→ Information:
▼

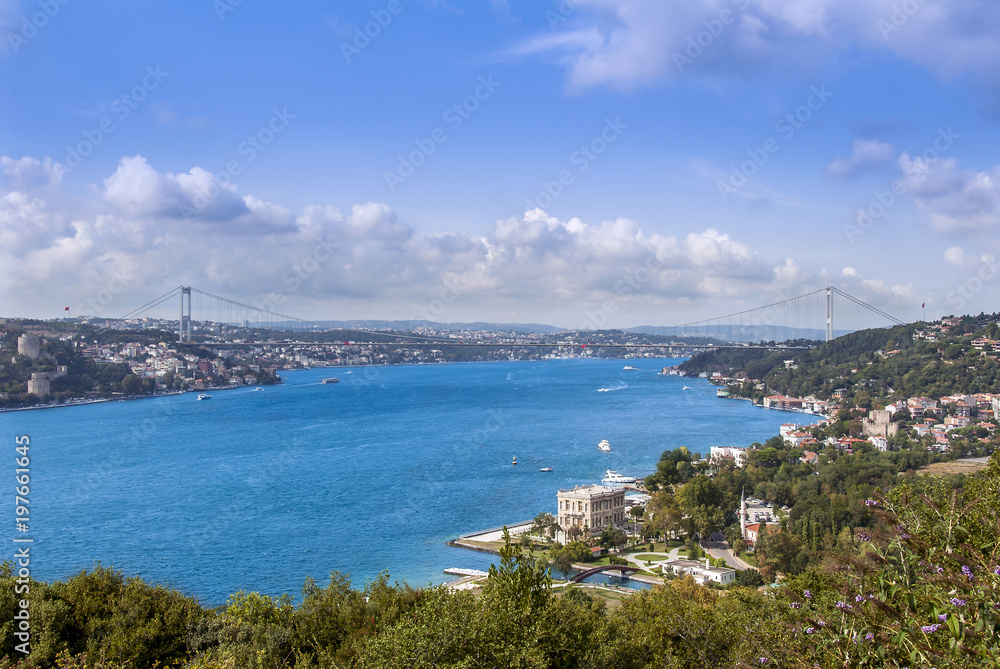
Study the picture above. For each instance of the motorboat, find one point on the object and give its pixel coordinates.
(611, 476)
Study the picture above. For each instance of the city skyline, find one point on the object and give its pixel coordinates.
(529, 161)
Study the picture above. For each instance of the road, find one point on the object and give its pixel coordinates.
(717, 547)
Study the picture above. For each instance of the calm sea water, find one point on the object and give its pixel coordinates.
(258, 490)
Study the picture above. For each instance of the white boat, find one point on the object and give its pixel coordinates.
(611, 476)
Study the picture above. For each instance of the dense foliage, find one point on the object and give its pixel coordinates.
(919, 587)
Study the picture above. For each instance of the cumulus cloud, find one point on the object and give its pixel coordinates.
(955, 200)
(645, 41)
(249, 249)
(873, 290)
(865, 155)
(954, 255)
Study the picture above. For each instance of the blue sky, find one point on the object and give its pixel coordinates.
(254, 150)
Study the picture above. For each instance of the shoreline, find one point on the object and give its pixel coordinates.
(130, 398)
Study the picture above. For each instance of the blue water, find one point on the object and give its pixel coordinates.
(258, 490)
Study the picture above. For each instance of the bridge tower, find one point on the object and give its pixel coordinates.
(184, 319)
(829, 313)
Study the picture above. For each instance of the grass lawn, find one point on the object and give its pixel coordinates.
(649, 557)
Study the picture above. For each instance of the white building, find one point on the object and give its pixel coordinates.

▲

→ Task statement: All of the records above should be returned exactly, though the pictures should not.

→ Expected output:
Study the picture above. For each instance of the motorboat, find one point on the object and give its pixel coordinates.
(611, 476)
Study the picture above. For each instance of the city skyline, find one point on the object and give its pixel coordinates.
(529, 161)
Study the picture above. For each instance of the road, find one point on the object and give its pixel coordinates.
(717, 547)
Study the picture above. For each instance of the calm sea water, find one point on the object and give its pixel coordinates.
(258, 490)
Study the picture above. For each instance of the white boat, find one point on the object and give its pixel coordinates.
(611, 476)
Study the picture above. For each instance of the dense foliage, find one point on the object and give its pixel coordinates.
(919, 587)
Study the picture above. For each instance of the cumulus cloud, find one point on the object and give its pixel coordinates.
(955, 200)
(645, 41)
(249, 249)
(873, 290)
(865, 155)
(954, 255)
Study the picture above. For each instance of the blue sky, find one point on the object and give its pixel coordinates.
(254, 150)
Study the picture above. For each instance of the shoreline, find one point on the object and give its pixel coordinates.
(130, 398)
Study the picture above. For each instance of the blue water, find one point on the object and give its pixel coordinates.
(258, 490)
Study the picture above. For each instance of the bridge tower, find one point on the object and give its pixel coordinates.
(184, 319)
(829, 313)
Study the picture above. For each instance of the grass lawn, find one point on the object and give its pixel coordinates.
(649, 557)
Study the picture above. For each instance of the white building, find one point on the object and give its pixel coordinates.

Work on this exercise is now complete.